## WHAT IS NEEDED
Repeat nothing but the lines below running from the one containing "the balloon envelope." to the one containing "Outline every instance of the balloon". Keep both end lines.

## SUPPLIED RECORDS
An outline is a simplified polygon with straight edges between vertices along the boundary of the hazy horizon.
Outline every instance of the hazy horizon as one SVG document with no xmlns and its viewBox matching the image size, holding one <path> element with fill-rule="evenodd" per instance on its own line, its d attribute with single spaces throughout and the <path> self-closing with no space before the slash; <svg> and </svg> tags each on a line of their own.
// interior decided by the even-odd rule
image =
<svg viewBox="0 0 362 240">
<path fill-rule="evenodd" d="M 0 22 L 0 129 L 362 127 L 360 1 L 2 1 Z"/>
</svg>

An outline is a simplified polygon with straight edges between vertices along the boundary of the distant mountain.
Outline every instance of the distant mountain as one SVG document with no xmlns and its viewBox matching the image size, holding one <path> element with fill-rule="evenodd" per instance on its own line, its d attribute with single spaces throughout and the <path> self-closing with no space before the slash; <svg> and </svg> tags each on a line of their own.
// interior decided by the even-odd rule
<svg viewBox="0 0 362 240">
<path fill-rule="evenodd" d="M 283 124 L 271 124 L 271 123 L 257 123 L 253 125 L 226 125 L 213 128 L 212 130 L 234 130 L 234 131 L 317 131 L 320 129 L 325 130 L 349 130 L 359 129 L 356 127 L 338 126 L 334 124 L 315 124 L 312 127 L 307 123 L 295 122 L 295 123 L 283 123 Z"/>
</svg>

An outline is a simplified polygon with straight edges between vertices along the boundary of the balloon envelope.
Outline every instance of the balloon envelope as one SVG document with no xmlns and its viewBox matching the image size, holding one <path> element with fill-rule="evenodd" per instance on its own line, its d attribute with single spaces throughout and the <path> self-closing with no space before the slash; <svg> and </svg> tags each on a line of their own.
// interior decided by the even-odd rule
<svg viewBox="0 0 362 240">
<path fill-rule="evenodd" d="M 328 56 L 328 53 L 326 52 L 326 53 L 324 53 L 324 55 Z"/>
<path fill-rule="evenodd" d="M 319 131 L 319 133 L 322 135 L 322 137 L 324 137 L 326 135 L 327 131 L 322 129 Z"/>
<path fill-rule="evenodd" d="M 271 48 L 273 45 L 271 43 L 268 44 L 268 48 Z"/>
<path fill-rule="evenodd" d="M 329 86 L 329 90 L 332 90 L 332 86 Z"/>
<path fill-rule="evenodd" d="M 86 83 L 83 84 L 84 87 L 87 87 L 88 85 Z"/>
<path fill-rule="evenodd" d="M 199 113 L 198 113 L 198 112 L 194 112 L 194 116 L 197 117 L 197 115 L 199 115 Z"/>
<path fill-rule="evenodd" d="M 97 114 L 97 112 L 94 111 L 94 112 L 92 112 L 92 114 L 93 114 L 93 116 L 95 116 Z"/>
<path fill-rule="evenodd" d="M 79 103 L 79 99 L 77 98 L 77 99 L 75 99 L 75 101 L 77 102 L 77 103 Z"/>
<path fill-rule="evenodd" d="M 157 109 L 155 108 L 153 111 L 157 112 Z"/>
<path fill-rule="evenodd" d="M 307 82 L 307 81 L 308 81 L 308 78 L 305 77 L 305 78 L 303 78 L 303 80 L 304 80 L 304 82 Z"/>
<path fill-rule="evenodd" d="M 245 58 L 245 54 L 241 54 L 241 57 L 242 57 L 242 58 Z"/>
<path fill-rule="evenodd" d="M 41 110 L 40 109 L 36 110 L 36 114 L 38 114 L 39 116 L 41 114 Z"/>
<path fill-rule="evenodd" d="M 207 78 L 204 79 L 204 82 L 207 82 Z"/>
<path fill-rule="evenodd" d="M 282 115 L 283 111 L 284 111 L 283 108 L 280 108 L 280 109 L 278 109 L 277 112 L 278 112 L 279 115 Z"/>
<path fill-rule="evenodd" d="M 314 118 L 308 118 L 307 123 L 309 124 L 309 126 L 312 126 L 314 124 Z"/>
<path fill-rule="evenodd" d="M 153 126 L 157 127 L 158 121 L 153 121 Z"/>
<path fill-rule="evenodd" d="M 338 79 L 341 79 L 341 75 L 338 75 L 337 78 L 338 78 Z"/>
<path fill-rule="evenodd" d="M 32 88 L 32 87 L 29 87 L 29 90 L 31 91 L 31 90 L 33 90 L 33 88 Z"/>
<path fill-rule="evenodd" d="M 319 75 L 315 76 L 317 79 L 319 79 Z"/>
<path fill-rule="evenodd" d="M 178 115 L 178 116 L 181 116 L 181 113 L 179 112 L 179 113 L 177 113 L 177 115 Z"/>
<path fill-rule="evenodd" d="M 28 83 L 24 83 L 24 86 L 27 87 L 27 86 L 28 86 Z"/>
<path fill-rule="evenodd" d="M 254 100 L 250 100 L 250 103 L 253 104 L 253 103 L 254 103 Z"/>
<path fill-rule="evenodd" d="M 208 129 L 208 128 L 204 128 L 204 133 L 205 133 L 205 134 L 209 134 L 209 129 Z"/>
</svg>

## TASK ANSWER
An outline is a simplified polygon with straight edges between vertices along the boundary of the balloon envelope.
Outline every instance of the balloon envelope as one SVG document with no xmlns and its viewBox matching the image size, holding one <path> element with fill-rule="evenodd" per instance on its own line, its d attribute with single spaces throughout and the <path> self-closing with no space before the slash; <svg> and </svg> tags each on a line of their own.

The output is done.